_作業指示 A_:
インターネットトラフィックに関する提示文から、「2-1. インターネット」から「数は年々大幅に増加している。」までを一字も変えずにすべて書き出すこと。

··· 提示文

2. インターネットトラフィック
2-0. 初めに
本記事はインターネットトラフィックに関する調査を行った記事である.インターネットトラフィックの現状を書き記した.そして最後には,自分なりのインターネットトラフィックの特徴や将来についての分析・考察を上げた.
2-1. インターネット
インターネットは年々、その規模を拡大している。特に、近年のスマートフォンの普及
から、だれでも簡単・即座・どこからでもインターネットに接続ができるようになり、さ
らにインターネット利用者は急増した。国内では 2009 年までは、一世帯におけるスマー
トフォンの保有割合はほとんどゼロであったが、2010 年から徐々に保有割合は増え始め、
2013 年には 62.6%、2018 年には 79.2%まで増加した。
一方個人におけるスマートフォンの保有割合も増加し、2018 年には 64.7%になっている。このようにスマートフォンが普及する前までは、パソコンによるインターネット利用が多かった。現在でも、スマートフォンを除けば、端末別でのインターネット利用率(当該端末を用いてインターネットを利用したことのある人の比率)はパソコンが 48.2%とスマートフォンに次ぐ高い利用率となっている。
しかし、現在ではスマートフォンの利便性から、スマートフォンでインターネットを利用する人が増え、端末別でのインターネット利用率では 59.5%と一番高い割合となっている[1]。つまり、スマートフォンが普及することで、スマートフォンが一般的になる以前とは、比べ物にならない頻度でインターネットが使われるようになったということである。インターネットの利用者が増えれば、自然とインターネットトラフィックも増えてくる。インターネットの現在の状況に加え、その特徴・将来について自分なりの分析・考察を以下にまとめる。
2-2. インターネットトラフィックの現状
国内のブロードバンド契約数は年々増加しており、2018 年度末での固定系ブロードバン
ドの契約数は 4025 万で前年度比 1.5%増である。それに対し、移動系超高速ブロードバン
ド契約のうち、3.9-4 世代携帯電話(LTE)は 1 億 3664 万で前年比 13.2%増 BWA は 6624
万で前年比 13.8%と移動系超高速ブロードバンド契約数は年々大幅に増加している。
また、それぞれの国内におけるインターネットトラフィック数も年々増えており、国内 ISP9
社のブロードバンド契約者のトラフィックについては、ダウンロードトラフィックが月間平均
で 7281.8Gbps と前年同月に比べて 21.8%も増加している[1]。
一方、同年同月のアップロードトラフィックは 929.1Gbps とダウンロードトラフィックとの比は 7.8 倍であり、ダウンロード型の利用が中心であることがわかる。そして、国内 ISP9 社の契約数のシェアから、国内のインターネット上を流通するダウンロードトラフィックを推定すると、2018 年 11 月時点で平均 11.9Tbps のトラフィックがインターネット上を流通していると推定され、同トラフィックは前年比 23.3%となるなど、近年のインターネット上のトラフィックは引き続き増加しているのがわかる。

······
··· 入力行

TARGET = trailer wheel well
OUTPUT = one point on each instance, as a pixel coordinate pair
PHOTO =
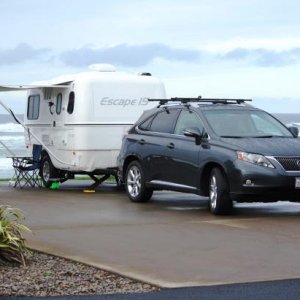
(127, 161)
(44, 154)
(204, 180)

······

_作業指示 B_:
上にあるすべてのエントリの行を、空行を除いて番号付きリストに変えること。画像は回答に含めない。

_回答 A_:
2-1. インターネット
インターネットは年々、その規模を拡大している。特に、近年のスマートフォンの普及
から、だれでも簡単・即座・どこからでもインターネットに接続ができるようになり、さ
らにインターネット利用者は急増した。国内では 2009 年までは、一世帯におけるスマー
トフォンの保有割合はほとんどゼロであったが、2010 年から徐々に保有割合は増え始め、
2013 年には 62.6%、2018 年には 79.2%まで増加した。
一方個人におけるスマートフォンの保有割合も増加し、2018 年には 64.7%になっている。このようにスマートフォンが普及する前までは、パソコンによるインターネット利用が多かった。現在でも、スマートフォンを除けば、端末別でのインターネット利用率(当該端末を用いてインターネットを利用したことのある人の比率)はパソコンが 48.2%とスマートフォンに次ぐ高い利用率となっている。
しかし、現在ではスマートフォンの利便性から、スマートフォンでインターネットを利用する人が増え、端末別でのインターネット利用率では 59.5%と一番高い割合となっている[1]。つまり、スマートフォンが普及することで、スマートフォンが一般的になる以前とは、比べ物にならない頻度でインターネットが使われるようになったということである。インターネットの利用者が増えれば、自然とインターネットトラフィックも増えてくる。インターネットの現在の状況に加え、その特徴・将来について自分なりの分析・考察を以下にまとめる。
2-2. インターネットトラフィックの現状
国内のブロードバンド契約数は年々増加しており、2018 年度末での固定系ブロードバン
ドの契約数は 4025 万で前年度比 1.5%増である。それに対し、移動系超高速ブロードバン
ド契約のうち、3.9-4 世代携帯電話(LTE)は 1 億 3664 万で前年比 13.2%増 BWA は 6624
万で前年比 13.8%と移動系超高速ブロードバンド契約数は年々大幅に増加している。

_回答 B_:
1. TARGET = trailer wheel well
2. OUTPUT = one point on each instance, as a pixel coordinate pair
3. PHOTO =
4. (127, 161)
5. (44, 154)
6. (204, 180)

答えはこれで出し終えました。